• _What you need to do_:
1 – From the passage on ortho-k lens fitting, list every result the text attributes to proper lens centration or a centered lens.
2 – Write the next part of the passage on ortho-k lens fitting, picking up right after its last sentence.

• _Quoted passage_:
————————

Let’s review two key fitting factors to ensure optimal myopia control for patients wearing ortho-k lenses.
1. Centration The ideal ortho-k lens creates the characteristic bull’s-eye pattern visualized on a topographical map as a red ring surrounding the pupil (Figure 1). Proper lens centration ensures even reshaping of the central cornea and symmetric, mid-peripheral corneal steepening—creating the intended myopic defocus in the peripheral retina. Thus, when the lens is centered, the treatment zone is also centered over the visual axis. In addition, proper lens centration allows the best opportunity for clear, consistent vision throughout the day. On the contrary, a decentered lens may disrupt peripheral myopic defocus, undermining the lens’s effectiveness in slowing myopia progression.

————————

• _Input data_:
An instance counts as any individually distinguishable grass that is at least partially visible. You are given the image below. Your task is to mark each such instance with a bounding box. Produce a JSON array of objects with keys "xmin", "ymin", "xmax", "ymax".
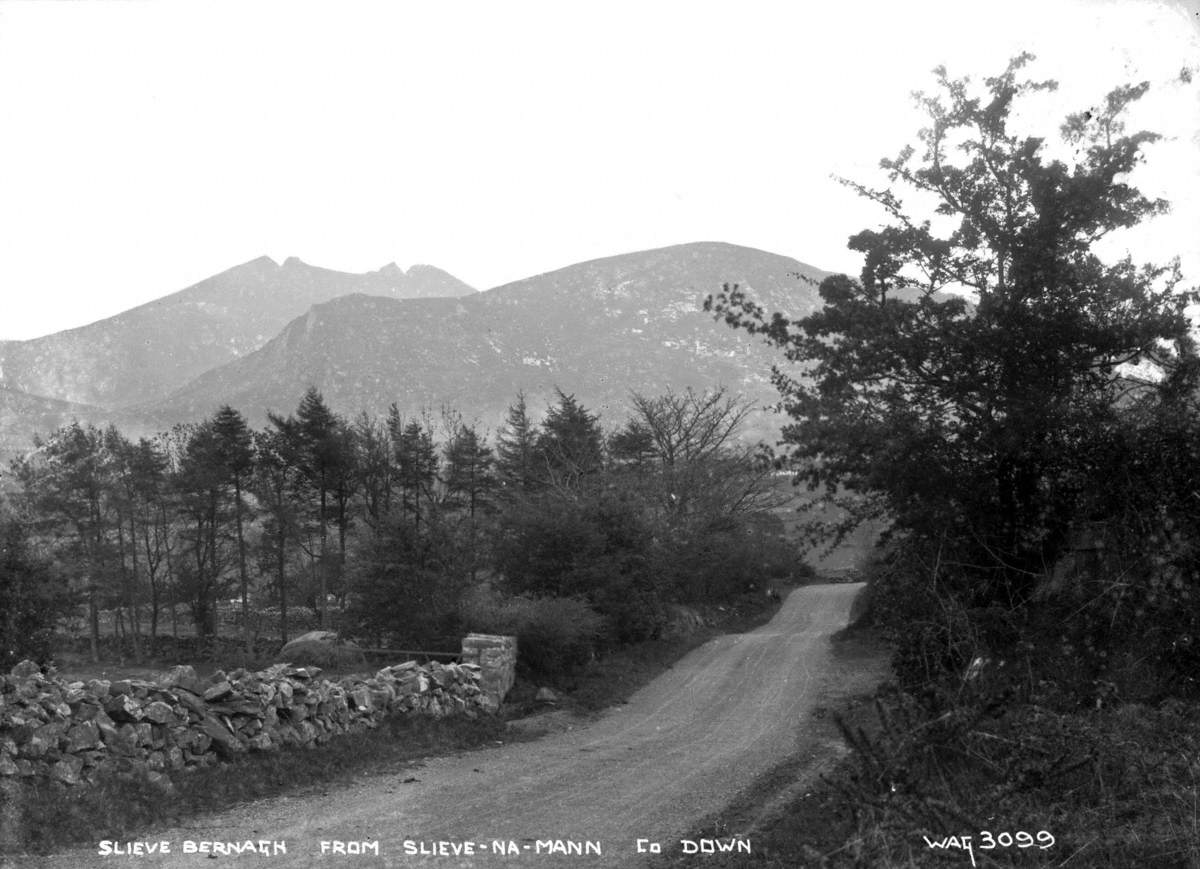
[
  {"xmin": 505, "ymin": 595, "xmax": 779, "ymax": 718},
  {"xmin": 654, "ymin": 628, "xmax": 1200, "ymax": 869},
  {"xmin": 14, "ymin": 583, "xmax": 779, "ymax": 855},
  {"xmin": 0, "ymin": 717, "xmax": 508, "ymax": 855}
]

————————

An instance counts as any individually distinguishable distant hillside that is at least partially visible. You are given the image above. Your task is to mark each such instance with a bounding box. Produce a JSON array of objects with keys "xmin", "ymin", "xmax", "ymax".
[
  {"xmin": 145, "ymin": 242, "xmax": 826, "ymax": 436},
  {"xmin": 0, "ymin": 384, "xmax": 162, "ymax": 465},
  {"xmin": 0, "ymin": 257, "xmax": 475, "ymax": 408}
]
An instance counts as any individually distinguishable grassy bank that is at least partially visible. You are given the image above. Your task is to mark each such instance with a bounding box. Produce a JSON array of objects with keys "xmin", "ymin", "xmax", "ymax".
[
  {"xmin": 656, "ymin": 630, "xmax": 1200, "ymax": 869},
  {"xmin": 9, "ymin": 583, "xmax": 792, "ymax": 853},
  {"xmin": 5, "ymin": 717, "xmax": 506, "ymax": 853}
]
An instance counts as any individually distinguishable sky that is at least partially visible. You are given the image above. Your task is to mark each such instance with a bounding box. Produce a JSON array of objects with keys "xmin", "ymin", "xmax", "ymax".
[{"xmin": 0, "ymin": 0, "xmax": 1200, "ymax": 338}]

————————

• _Task-by-task results_:
1 –
- Even reshaping of the central cornea
- Symmetric, mid-peripheral corneal steepening
- The intended myopic defocus in the peripheral retina
- A treatment zone centered over the visual axis
- The best opportunity for clear, consistent vision throughout the day

2 –
2. Treatment Zone Size The back optic zone diameter (BOZD) of an ortho-k lens directly correlates with the size of the central treatment zone. This specific parameter can be customized based on the patient’s visual needs and desired clinical results. Theoretically, a smaller treatment zone should provide better myopia control due to the increase in peripheral higher-order aberrations and more of the retina receiving myopic defocus. There’s currently evidence demonstrating reduced axial elongation in patients wearing a lens design with a 5mm BOZD versus a 6mm BOZD (Gong et al, 2024). However, each patient should be considered individually, as pupil size and refractive status may dictate the appropriate treatment zone despite the desire for the most effective myopia control.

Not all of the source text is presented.